**DIRECTIONS:** Collect every line below that contains the string "cactus", and copy each one in full.

**THE RECORDS:**
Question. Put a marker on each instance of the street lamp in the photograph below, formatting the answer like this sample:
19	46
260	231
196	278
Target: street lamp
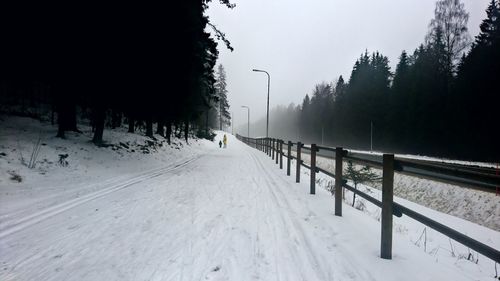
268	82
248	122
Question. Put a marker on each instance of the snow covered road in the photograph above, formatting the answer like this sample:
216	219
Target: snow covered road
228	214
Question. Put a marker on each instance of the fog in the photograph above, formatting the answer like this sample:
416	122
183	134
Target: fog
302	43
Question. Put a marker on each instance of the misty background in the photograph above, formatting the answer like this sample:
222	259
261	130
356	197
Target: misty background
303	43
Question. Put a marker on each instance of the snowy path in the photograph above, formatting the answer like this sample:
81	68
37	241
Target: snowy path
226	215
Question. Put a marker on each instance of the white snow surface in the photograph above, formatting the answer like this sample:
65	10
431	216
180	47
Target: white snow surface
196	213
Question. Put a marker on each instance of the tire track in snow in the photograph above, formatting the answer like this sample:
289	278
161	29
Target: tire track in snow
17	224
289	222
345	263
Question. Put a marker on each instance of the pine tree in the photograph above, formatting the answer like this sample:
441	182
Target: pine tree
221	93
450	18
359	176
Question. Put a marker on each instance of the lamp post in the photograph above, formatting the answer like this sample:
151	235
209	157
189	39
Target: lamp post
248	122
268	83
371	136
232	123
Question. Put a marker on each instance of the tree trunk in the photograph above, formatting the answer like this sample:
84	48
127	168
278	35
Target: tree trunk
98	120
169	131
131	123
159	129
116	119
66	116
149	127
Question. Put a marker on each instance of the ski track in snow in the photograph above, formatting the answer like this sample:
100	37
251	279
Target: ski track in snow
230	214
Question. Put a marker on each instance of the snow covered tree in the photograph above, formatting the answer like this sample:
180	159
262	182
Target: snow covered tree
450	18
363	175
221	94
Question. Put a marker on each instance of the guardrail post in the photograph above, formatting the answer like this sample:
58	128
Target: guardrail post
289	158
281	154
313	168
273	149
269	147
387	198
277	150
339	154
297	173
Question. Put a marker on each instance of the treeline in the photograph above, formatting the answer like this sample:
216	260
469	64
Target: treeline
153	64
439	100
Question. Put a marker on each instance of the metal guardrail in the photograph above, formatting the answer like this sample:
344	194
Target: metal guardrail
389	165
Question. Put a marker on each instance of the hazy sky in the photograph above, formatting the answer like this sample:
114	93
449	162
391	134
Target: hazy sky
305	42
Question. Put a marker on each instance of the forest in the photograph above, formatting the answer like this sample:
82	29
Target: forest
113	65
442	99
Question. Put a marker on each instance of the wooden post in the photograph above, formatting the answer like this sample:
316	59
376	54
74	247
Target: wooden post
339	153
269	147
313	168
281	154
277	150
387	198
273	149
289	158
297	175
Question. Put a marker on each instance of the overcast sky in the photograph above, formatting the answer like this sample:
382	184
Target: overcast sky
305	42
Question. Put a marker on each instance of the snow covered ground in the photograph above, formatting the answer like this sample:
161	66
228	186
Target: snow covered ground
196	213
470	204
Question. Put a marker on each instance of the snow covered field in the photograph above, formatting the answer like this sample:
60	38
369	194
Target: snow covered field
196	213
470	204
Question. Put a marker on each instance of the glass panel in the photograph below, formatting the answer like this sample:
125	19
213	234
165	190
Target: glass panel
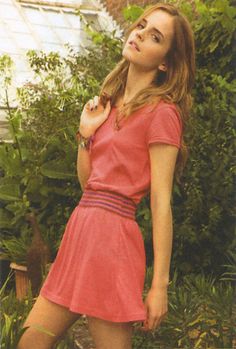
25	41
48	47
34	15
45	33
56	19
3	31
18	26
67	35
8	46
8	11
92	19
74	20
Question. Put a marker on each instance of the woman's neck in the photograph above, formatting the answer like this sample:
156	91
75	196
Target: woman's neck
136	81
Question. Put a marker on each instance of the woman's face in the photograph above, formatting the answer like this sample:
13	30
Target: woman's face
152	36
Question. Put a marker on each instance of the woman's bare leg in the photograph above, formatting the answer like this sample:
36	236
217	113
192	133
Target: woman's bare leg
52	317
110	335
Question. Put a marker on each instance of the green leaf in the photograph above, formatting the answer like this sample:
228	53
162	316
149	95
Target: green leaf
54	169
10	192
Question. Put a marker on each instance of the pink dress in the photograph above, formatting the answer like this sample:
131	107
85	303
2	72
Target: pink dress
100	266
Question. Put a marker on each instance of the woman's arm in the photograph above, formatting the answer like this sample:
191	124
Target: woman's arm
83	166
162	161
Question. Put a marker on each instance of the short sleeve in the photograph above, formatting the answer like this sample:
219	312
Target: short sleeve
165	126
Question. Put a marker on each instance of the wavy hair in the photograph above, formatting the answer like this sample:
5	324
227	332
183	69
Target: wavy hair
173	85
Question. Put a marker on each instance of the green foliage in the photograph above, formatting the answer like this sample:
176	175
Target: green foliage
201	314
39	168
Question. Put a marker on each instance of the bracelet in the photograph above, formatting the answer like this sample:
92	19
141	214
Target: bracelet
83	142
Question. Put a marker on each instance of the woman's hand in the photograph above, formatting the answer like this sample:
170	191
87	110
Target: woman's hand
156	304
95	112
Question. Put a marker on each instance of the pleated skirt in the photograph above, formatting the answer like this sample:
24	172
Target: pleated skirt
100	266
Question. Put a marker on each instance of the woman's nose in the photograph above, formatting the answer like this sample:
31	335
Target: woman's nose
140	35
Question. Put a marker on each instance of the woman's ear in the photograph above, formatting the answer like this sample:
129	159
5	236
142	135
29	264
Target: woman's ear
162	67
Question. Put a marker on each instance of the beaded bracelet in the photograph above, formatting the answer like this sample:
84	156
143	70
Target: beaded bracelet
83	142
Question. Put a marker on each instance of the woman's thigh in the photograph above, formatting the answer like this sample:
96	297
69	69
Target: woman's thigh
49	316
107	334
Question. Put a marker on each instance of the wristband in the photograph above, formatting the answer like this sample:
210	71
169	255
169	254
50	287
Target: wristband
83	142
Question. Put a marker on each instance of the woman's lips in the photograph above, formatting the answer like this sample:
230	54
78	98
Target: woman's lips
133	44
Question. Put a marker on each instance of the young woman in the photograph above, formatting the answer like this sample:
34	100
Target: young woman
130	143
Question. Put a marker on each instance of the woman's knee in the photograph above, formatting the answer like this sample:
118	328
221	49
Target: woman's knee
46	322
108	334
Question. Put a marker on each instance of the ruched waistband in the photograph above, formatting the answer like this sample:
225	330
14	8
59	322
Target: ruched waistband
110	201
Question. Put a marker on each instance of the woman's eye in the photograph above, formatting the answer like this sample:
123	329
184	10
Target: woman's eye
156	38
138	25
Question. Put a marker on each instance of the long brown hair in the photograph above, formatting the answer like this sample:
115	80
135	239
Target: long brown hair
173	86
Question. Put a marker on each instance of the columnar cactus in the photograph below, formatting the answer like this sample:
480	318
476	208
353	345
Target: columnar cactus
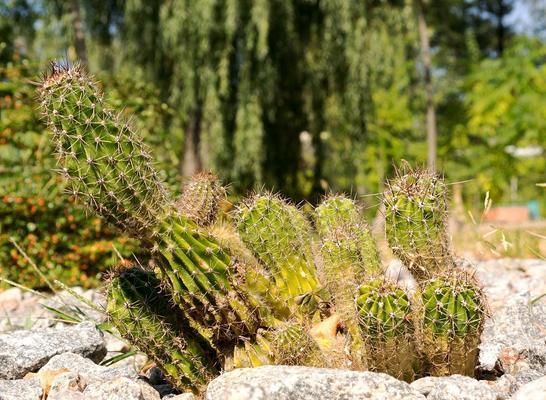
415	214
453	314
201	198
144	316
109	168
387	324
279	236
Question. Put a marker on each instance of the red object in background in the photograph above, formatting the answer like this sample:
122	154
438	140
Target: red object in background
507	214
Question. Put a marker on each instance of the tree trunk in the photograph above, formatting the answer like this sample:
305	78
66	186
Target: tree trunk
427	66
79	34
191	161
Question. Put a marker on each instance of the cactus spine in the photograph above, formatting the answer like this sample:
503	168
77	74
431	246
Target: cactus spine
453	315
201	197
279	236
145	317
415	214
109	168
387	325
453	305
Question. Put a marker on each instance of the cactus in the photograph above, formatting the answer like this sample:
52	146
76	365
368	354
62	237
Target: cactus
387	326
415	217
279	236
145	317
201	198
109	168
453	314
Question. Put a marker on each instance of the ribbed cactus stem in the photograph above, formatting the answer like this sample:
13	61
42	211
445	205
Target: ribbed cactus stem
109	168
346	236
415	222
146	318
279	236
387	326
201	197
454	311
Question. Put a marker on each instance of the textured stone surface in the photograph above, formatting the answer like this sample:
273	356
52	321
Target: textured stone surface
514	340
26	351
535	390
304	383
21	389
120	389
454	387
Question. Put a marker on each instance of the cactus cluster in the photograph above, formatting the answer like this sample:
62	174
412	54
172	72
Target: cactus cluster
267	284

* * *

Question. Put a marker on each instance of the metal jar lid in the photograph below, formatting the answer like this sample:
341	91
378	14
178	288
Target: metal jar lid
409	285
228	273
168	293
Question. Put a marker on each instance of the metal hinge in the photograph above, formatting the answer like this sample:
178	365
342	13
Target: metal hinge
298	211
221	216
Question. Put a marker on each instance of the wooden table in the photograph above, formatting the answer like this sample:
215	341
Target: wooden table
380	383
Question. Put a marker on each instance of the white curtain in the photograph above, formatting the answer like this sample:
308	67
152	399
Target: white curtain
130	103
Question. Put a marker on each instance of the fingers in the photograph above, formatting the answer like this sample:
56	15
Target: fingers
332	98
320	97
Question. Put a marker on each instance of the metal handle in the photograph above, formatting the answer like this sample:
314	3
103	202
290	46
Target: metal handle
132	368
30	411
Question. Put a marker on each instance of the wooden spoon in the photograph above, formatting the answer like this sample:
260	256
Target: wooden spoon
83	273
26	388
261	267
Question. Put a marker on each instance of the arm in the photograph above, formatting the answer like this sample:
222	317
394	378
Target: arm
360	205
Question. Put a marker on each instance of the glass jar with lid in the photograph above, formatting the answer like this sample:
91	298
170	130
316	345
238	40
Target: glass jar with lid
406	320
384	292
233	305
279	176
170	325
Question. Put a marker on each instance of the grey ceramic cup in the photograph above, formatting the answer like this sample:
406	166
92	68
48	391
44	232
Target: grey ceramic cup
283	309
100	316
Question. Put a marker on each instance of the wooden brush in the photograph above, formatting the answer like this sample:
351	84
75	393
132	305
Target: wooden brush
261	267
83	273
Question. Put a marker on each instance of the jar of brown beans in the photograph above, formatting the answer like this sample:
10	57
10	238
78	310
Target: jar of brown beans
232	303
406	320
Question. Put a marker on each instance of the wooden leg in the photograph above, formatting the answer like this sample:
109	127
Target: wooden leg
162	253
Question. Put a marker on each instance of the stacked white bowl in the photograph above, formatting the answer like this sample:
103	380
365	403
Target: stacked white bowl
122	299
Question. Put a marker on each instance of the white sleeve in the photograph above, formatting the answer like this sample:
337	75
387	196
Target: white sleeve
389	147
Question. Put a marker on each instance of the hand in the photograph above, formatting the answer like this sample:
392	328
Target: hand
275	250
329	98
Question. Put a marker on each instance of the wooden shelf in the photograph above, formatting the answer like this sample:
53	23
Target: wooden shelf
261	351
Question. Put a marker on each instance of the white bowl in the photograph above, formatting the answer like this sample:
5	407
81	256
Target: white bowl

**FULL RESPONSE:**
Question. Put a marker on each instance of the columnar cactus in the photograph below, formatting the answer like this sample:
Target: columnar cactus
Question. Put a marker on each instance of the cactus spine in the photograph above, formatting the answer like this sample:
Target: cactus spine
Question. Put a marker on each instance of the cactus in the photograph above, formatting the answer like this sample:
Target: cactus
Question. Put a marker on each instance of the ribbed cactus stem in the photograph above, formatting the answer like this sample:
Target: ribbed cactus stem
Question. Put a marker on each instance of the cactus cluster in the photograph above, formatting the answer like this sample:
Target: cactus cluster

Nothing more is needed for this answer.